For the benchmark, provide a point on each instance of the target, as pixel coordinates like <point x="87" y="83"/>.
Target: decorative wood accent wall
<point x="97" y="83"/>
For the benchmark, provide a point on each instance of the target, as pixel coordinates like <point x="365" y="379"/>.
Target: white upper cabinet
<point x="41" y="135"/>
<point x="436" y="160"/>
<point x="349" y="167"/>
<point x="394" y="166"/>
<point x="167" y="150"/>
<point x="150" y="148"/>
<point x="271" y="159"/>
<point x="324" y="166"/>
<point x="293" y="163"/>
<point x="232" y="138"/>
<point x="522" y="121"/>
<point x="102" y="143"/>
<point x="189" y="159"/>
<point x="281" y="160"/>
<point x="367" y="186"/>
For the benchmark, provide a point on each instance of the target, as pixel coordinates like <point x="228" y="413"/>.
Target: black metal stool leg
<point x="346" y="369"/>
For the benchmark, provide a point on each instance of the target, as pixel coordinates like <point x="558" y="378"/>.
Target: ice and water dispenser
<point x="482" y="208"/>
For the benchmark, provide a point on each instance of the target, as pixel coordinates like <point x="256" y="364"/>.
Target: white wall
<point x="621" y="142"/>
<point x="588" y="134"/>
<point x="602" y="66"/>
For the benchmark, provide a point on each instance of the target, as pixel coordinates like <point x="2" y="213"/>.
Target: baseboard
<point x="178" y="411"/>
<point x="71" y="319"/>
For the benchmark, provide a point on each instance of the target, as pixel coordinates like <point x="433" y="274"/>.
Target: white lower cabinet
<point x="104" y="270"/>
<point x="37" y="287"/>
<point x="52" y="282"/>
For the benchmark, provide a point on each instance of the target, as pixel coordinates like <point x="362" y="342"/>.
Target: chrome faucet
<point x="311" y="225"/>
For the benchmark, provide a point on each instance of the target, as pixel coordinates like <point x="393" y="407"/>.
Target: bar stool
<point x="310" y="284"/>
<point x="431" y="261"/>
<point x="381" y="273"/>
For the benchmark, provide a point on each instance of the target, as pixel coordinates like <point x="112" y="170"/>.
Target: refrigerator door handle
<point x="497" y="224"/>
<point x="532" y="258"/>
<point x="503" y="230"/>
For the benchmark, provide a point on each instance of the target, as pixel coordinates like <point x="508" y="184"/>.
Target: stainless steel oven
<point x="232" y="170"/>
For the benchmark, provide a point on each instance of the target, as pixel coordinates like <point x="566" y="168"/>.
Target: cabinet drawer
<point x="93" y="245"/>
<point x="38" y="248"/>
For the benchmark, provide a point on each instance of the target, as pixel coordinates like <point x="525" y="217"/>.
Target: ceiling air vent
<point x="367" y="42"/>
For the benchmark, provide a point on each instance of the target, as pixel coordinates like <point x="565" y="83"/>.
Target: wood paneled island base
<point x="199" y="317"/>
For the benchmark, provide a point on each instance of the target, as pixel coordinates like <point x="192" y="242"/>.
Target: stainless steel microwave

========================================================================

*Instructions for the task*
Which lines of the data contain the word "steel"? Return each such line in full, treating uppercase and lowercase as different.

*Exercise output*
Target: stainless steel oven
Target: stainless steel microwave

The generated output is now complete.